● EXERCISE DESCRIPTION
Print without any change the lines of the entries below, starting at the line that contains "For every instance of the oven" and ending at the final line of the entries, with both of those lines included.

(Location labeling entries)
————————

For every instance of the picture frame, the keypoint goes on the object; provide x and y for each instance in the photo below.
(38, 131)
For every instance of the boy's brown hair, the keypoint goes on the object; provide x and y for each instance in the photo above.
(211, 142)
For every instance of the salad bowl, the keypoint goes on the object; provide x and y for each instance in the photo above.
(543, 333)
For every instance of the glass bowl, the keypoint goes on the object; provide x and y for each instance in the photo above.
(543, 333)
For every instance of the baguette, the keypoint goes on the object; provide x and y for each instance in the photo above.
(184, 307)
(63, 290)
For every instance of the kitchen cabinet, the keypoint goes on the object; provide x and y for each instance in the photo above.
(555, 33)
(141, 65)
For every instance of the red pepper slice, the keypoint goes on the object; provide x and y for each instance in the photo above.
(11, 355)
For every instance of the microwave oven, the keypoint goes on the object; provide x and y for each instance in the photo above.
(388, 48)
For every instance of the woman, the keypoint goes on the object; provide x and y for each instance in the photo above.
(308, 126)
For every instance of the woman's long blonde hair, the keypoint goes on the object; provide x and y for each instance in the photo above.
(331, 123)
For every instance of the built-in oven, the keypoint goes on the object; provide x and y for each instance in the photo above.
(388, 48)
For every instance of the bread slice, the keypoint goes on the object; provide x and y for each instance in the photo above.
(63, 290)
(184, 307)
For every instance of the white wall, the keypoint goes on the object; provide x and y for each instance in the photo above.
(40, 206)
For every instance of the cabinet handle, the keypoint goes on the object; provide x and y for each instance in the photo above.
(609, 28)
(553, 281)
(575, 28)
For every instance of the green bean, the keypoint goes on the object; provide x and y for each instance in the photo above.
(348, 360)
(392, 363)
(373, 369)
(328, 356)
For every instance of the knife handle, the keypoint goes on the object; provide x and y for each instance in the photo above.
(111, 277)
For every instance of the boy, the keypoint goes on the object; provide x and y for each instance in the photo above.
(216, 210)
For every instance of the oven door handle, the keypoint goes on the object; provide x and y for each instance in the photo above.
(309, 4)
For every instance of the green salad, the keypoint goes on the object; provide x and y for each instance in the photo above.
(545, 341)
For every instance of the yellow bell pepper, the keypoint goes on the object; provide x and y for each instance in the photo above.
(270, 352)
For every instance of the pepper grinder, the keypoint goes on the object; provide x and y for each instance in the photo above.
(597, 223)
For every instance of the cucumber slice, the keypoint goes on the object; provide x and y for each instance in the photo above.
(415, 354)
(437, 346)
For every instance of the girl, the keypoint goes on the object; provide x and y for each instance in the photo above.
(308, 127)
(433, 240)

————————

● RESULT OF THIS TASK
For every instance of the oven door handle, the keypoint goes on the object; provide x and y for each instance in the photo above.
(309, 4)
For every instance of the green salad, the keypoint goes on the object; provide x and y for each instance in the photo above.
(545, 341)
For every instance of the yellow bell pepper, the keypoint goes on the object; provide x and y for each instance in the photo above.
(270, 352)
For every instance of the pepper grinder, the keypoint goes on the object; provide x and y for each instance in the photo above.
(597, 223)
For every instance of the cucumber slice, the keypoint goes on the object; provide x and y for each instance in the photo above.
(415, 354)
(437, 346)
For every instance of the girl, the keypoint goes on the object; provide x and y for each instance in the photo above.
(308, 127)
(433, 240)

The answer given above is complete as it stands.